— Start of Text shown —

PDA

View Full Version : Making Sense of Save Percentages


Pages : [1] 2

numerista
25 Nov 2005, 10:52 AM
Although a keeper's Save Percentage is frequently regarded as his most meaningful statistic, it also depends on the difficulty of shots he faces. Close-range attempts are much harder to stop than 40-yard prayers.

Without a detailed shot chart, it's hard to measure shot difficulty; however, one related factor is the number of shots a keeper faces. If he faces a lot, this may mean that the opponents are getting forward in numbers and getting close to the goalmouth. To check this hypothesis, I downloaded stats on 109 college teams from 12 NCAA Div-I conferences. I found that the correlation between Shots Faced per 90 Minutes and Save Percentage was highly significant (p-val < 0.001).

— End of Text shown —

> _Required task 1_
Translate this sentence from the save percentage thread into Spanish: "Close-range attempts are much harder to stop than 40-yard prayers."
The forum thread on save percentages and the listing have nothing to do with each other.

— Start of Supplied entries —

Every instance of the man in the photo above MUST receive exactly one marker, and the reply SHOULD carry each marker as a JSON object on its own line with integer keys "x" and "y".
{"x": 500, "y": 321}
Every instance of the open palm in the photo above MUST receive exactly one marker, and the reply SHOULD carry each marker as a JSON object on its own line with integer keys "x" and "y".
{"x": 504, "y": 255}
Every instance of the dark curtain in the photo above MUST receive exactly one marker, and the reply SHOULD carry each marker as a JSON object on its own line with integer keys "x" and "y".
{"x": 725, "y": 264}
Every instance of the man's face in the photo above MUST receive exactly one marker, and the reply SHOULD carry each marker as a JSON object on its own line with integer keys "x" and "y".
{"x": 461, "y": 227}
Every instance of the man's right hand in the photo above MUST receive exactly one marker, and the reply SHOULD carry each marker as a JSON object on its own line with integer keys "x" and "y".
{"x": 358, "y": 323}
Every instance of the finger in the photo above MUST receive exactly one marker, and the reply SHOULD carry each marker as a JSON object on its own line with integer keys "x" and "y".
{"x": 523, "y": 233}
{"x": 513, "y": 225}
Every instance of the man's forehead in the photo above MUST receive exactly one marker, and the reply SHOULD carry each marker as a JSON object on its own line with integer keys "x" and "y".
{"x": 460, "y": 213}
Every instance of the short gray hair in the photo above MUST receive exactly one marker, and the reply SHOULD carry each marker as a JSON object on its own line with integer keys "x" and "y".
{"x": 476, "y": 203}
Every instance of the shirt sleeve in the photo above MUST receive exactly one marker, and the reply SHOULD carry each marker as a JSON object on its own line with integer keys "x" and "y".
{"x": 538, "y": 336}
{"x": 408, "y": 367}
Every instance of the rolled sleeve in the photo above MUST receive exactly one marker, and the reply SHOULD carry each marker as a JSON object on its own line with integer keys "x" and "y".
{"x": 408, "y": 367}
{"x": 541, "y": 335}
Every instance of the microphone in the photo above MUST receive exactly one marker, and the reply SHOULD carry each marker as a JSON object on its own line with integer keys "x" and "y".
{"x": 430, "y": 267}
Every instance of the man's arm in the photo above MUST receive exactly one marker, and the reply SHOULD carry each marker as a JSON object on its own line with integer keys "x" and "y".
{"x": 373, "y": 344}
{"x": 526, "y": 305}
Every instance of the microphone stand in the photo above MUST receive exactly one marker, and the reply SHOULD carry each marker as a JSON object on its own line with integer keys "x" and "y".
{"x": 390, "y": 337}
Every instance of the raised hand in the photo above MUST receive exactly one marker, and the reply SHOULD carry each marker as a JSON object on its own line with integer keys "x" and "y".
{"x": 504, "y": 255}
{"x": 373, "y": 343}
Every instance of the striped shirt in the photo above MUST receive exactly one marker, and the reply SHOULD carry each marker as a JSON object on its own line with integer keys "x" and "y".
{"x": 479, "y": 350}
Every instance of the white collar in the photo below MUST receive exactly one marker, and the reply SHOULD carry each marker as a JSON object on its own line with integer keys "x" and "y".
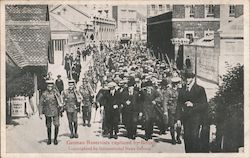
{"x": 191, "y": 85}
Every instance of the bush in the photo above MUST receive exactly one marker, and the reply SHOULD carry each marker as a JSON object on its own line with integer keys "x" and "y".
{"x": 229, "y": 109}
{"x": 22, "y": 85}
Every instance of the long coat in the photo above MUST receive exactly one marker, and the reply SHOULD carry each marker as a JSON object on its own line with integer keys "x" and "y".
{"x": 148, "y": 107}
{"x": 192, "y": 117}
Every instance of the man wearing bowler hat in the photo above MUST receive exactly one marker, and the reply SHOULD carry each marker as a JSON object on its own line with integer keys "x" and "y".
{"x": 150, "y": 97}
{"x": 112, "y": 110}
{"x": 71, "y": 100}
{"x": 50, "y": 104}
{"x": 191, "y": 106}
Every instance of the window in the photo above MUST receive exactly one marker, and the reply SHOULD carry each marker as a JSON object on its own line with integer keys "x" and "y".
{"x": 209, "y": 34}
{"x": 191, "y": 11}
{"x": 160, "y": 8}
{"x": 167, "y": 7}
{"x": 58, "y": 45}
{"x": 189, "y": 35}
{"x": 209, "y": 10}
{"x": 153, "y": 7}
{"x": 232, "y": 10}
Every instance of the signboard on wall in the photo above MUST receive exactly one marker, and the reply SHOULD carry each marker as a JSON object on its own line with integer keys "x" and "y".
{"x": 18, "y": 106}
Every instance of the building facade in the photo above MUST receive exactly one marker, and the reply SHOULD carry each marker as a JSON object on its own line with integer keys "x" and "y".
{"x": 157, "y": 9}
{"x": 189, "y": 21}
{"x": 126, "y": 20}
{"x": 27, "y": 52}
{"x": 66, "y": 37}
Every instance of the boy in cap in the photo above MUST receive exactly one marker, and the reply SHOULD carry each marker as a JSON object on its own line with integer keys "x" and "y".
{"x": 72, "y": 99}
{"x": 49, "y": 105}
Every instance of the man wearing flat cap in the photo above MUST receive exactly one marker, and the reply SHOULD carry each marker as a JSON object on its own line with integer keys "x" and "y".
{"x": 50, "y": 105}
{"x": 191, "y": 107}
{"x": 72, "y": 98}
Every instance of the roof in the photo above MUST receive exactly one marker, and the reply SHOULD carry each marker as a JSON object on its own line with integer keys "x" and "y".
{"x": 234, "y": 28}
{"x": 27, "y": 34}
{"x": 26, "y": 12}
{"x": 58, "y": 23}
{"x": 28, "y": 45}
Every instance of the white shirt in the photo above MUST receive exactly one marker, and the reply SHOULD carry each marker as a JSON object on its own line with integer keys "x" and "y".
{"x": 189, "y": 87}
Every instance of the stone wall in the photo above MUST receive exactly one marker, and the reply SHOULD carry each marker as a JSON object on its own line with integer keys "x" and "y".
{"x": 207, "y": 61}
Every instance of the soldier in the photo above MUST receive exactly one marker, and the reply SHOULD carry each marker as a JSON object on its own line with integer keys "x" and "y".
{"x": 87, "y": 95}
{"x": 59, "y": 84}
{"x": 150, "y": 97}
{"x": 172, "y": 104}
{"x": 131, "y": 110}
{"x": 71, "y": 100}
{"x": 50, "y": 104}
{"x": 101, "y": 99}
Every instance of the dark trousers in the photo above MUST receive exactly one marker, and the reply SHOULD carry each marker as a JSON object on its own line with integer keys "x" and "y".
{"x": 149, "y": 124}
{"x": 86, "y": 113}
{"x": 191, "y": 134}
{"x": 131, "y": 123}
{"x": 113, "y": 121}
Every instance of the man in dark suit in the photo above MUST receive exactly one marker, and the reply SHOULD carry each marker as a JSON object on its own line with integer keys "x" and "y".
{"x": 131, "y": 110}
{"x": 112, "y": 110}
{"x": 191, "y": 106}
{"x": 150, "y": 98}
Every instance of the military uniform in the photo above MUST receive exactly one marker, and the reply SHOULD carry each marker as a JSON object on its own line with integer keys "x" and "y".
{"x": 86, "y": 93}
{"x": 71, "y": 100}
{"x": 50, "y": 103}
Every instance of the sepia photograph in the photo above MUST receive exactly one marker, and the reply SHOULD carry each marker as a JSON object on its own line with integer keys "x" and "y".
{"x": 158, "y": 78}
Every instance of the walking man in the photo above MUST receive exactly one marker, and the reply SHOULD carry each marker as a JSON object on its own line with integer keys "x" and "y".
{"x": 87, "y": 94}
{"x": 192, "y": 105}
{"x": 59, "y": 84}
{"x": 50, "y": 104}
{"x": 150, "y": 97}
{"x": 71, "y": 100}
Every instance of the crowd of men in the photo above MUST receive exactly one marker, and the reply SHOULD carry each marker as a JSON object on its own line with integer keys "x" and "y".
{"x": 136, "y": 89}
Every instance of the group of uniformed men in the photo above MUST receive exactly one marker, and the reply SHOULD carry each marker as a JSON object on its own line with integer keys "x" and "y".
{"x": 136, "y": 89}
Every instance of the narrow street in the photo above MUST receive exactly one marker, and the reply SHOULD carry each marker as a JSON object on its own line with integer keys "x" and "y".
{"x": 30, "y": 135}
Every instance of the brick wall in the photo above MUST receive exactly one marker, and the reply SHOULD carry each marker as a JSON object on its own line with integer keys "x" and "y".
{"x": 198, "y": 26}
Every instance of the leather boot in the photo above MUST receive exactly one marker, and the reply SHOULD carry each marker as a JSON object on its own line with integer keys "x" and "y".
{"x": 75, "y": 126}
{"x": 56, "y": 133}
{"x": 71, "y": 130}
{"x": 49, "y": 136}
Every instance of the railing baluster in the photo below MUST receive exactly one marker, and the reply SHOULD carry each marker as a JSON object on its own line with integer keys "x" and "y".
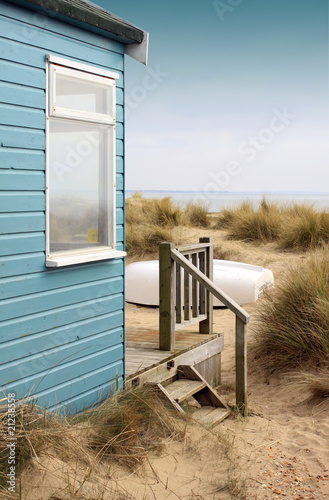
{"x": 195, "y": 290}
{"x": 241, "y": 365}
{"x": 187, "y": 294}
{"x": 202, "y": 292}
{"x": 167, "y": 298}
{"x": 179, "y": 295}
{"x": 206, "y": 326}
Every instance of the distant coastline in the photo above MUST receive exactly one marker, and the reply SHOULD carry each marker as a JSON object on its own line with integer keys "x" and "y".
{"x": 218, "y": 200}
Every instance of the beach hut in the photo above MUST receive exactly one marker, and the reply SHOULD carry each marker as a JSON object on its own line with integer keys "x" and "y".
{"x": 62, "y": 200}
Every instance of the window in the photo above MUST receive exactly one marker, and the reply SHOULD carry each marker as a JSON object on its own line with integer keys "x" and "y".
{"x": 80, "y": 164}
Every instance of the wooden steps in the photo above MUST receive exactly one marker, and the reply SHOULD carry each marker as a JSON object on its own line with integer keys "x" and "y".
{"x": 189, "y": 383}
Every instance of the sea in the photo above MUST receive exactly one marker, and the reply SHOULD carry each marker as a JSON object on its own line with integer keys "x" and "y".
{"x": 216, "y": 201}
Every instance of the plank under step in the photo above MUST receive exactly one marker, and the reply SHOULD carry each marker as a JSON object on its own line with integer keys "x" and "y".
{"x": 210, "y": 416}
{"x": 183, "y": 388}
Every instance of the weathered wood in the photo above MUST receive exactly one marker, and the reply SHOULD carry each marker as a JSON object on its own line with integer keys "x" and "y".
{"x": 187, "y": 295}
{"x": 166, "y": 297}
{"x": 192, "y": 321}
{"x": 195, "y": 248}
{"x": 164, "y": 391}
{"x": 211, "y": 287}
{"x": 211, "y": 369}
{"x": 241, "y": 365}
{"x": 159, "y": 372}
{"x": 202, "y": 290}
{"x": 195, "y": 290}
{"x": 179, "y": 295}
{"x": 210, "y": 416}
{"x": 206, "y": 326}
{"x": 207, "y": 395}
{"x": 182, "y": 389}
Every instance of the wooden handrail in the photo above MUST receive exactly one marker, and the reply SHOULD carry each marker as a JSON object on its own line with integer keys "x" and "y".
{"x": 168, "y": 254}
{"x": 210, "y": 286}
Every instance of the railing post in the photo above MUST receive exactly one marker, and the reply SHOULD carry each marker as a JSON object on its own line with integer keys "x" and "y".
{"x": 206, "y": 326}
{"x": 241, "y": 365}
{"x": 166, "y": 297}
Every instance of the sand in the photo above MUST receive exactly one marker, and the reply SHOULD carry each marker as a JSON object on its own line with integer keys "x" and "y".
{"x": 280, "y": 451}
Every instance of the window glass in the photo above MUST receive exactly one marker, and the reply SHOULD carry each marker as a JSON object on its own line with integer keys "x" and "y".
{"x": 80, "y": 94}
{"x": 79, "y": 202}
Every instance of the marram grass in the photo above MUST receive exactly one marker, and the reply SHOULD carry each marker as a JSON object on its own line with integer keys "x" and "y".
{"x": 296, "y": 227}
{"x": 292, "y": 326}
{"x": 122, "y": 429}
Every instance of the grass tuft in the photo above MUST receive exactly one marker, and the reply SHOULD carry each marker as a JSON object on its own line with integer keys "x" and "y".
{"x": 292, "y": 327}
{"x": 127, "y": 426}
{"x": 122, "y": 429}
{"x": 297, "y": 227}
{"x": 196, "y": 214}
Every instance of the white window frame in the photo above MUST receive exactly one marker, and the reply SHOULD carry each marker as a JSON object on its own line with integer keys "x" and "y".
{"x": 90, "y": 74}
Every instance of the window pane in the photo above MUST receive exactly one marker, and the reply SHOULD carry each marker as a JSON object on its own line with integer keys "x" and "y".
{"x": 79, "y": 184}
{"x": 83, "y": 95}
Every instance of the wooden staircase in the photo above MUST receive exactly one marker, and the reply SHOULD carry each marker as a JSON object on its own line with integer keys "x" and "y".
{"x": 189, "y": 383}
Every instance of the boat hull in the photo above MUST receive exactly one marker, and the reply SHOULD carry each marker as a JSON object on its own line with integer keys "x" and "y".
{"x": 244, "y": 283}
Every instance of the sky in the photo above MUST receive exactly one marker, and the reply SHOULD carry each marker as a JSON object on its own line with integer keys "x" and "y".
{"x": 236, "y": 97}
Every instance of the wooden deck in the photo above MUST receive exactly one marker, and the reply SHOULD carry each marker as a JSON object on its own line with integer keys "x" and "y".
{"x": 146, "y": 361}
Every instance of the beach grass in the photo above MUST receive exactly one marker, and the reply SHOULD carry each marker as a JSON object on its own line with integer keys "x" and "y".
{"x": 295, "y": 227}
{"x": 292, "y": 326}
{"x": 195, "y": 214}
{"x": 151, "y": 221}
{"x": 122, "y": 430}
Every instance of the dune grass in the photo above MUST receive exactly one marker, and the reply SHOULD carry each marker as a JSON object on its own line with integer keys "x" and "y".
{"x": 296, "y": 227}
{"x": 122, "y": 429}
{"x": 248, "y": 223}
{"x": 292, "y": 326}
{"x": 151, "y": 221}
{"x": 195, "y": 214}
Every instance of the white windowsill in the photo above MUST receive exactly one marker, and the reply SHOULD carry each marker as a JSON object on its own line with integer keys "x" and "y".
{"x": 69, "y": 259}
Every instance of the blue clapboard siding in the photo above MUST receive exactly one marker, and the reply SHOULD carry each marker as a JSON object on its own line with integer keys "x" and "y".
{"x": 61, "y": 330}
{"x": 28, "y": 345}
{"x": 22, "y": 159}
{"x": 14, "y": 180}
{"x": 17, "y": 94}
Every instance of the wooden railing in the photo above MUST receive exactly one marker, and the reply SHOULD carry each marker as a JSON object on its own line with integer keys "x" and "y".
{"x": 186, "y": 297}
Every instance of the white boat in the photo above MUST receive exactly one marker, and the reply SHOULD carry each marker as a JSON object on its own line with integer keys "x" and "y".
{"x": 244, "y": 283}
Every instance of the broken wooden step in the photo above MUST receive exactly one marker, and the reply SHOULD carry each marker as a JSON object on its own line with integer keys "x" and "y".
{"x": 183, "y": 388}
{"x": 189, "y": 383}
{"x": 210, "y": 416}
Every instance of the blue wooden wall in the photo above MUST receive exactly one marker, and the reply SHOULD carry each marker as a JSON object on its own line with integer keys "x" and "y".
{"x": 61, "y": 330}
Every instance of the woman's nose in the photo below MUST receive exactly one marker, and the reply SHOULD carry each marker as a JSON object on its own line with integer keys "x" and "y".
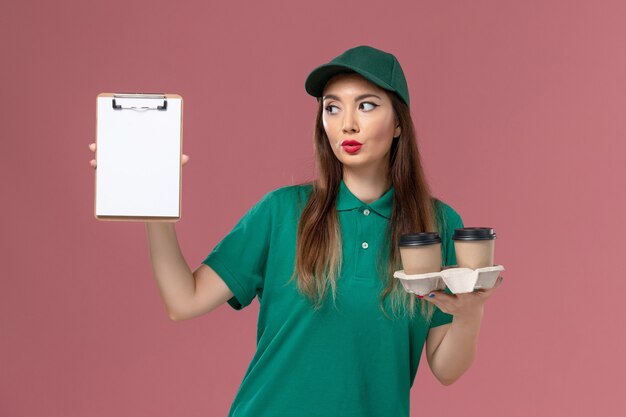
{"x": 350, "y": 123}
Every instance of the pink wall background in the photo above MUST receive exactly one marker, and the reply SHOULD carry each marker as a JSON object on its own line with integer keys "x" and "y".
{"x": 519, "y": 108}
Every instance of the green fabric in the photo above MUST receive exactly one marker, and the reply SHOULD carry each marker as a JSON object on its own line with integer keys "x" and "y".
{"x": 379, "y": 67}
{"x": 348, "y": 361}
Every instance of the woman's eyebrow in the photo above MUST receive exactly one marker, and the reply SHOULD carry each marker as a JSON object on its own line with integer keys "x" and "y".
{"x": 362, "y": 96}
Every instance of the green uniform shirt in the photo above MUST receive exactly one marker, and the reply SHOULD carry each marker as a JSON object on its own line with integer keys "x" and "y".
{"x": 345, "y": 361}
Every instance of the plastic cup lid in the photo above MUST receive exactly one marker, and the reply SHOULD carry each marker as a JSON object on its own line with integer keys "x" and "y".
{"x": 474, "y": 233}
{"x": 419, "y": 239}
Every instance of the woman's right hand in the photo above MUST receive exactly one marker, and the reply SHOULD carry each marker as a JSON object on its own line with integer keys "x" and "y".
{"x": 184, "y": 158}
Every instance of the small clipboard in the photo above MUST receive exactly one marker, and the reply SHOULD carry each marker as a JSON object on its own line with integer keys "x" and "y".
{"x": 139, "y": 142}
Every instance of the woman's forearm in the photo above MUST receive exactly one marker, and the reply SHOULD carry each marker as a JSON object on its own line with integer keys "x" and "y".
{"x": 457, "y": 350}
{"x": 173, "y": 276}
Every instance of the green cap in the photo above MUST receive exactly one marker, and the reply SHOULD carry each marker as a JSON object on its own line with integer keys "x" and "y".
{"x": 379, "y": 67}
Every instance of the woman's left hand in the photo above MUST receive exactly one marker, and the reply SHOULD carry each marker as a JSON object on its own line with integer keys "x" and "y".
{"x": 465, "y": 304}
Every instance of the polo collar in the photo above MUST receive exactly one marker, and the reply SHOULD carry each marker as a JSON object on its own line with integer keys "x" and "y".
{"x": 348, "y": 201}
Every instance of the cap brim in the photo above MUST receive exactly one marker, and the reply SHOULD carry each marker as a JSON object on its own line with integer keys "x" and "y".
{"x": 317, "y": 79}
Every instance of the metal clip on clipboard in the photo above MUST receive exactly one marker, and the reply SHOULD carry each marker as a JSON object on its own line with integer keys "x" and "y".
{"x": 146, "y": 96}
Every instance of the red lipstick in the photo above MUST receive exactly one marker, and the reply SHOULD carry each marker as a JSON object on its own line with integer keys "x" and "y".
{"x": 351, "y": 145}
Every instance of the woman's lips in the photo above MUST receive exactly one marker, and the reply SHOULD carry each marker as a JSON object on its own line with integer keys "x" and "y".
{"x": 351, "y": 146}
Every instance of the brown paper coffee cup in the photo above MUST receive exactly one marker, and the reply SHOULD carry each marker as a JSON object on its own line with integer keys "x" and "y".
{"x": 474, "y": 247}
{"x": 420, "y": 253}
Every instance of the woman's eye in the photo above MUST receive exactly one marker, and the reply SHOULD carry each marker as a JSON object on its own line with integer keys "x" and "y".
{"x": 328, "y": 108}
{"x": 372, "y": 105}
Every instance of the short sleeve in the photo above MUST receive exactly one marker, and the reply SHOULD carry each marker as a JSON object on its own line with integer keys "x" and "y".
{"x": 240, "y": 257}
{"x": 449, "y": 220}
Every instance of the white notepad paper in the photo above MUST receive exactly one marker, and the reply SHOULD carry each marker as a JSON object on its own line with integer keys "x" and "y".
{"x": 138, "y": 154}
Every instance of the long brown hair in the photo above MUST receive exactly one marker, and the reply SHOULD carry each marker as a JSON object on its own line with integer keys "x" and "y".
{"x": 318, "y": 246}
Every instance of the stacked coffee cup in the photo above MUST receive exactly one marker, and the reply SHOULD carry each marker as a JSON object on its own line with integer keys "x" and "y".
{"x": 421, "y": 252}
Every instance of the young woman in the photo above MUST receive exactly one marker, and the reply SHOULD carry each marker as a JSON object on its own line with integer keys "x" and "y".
{"x": 337, "y": 334}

— End of Supplied entries —

> _Required task 2_
Turn the lines of the listing from the one containing "Every instance of the short sleeve" through the end of the listing, both included, into a Markdown table with the columns Row and Line. Number the lines in order and leave out any blank ones.

> _Worked solution 1_
Los intentos a corta distancia son mucho más difíciles de detener que los tiros a la desesperada desde 40 yardas.

> _Worked solution 2_
| Row | Line |
|---|---|
| 1 | Every instance of the short sleeve in the photo above MUST receive exactly one marker, and the reply SHOULD carry each marker as a JSON object on its own line with integer keys "x" and "y". |
| 2 | {"x": 240, "y": 257} |
| 3 | {"x": 449, "y": 220} |
| 4 | Every instance of the white notepad paper in the photo above MUST receive exactly one marker, and the reply SHOULD carry each marker as a JSON object on its own line with integer keys "x" and "y". |
| 5 | {"x": 138, "y": 154} |
| 6 | Every instance of the long brown hair in the photo above MUST receive exactly one marker, and the reply SHOULD carry each marker as a JSON object on its own line with integer keys "x" and "y". |
| 7 | {"x": 318, "y": 246} |
| 8 | Every instance of the stacked coffee cup in the photo above MUST receive exactly one marker, and the reply SHOULD carry each marker as a JSON object on its own line with integer keys "x" and "y". |
| 9 | {"x": 421, "y": 252} |
| 10 | Every instance of the young woman in the photo above MUST receive exactly one marker, and the reply SHOULD carry each marker as a JSON object on its own line with integer keys "x" and "y". |
| 11 | {"x": 337, "y": 334} |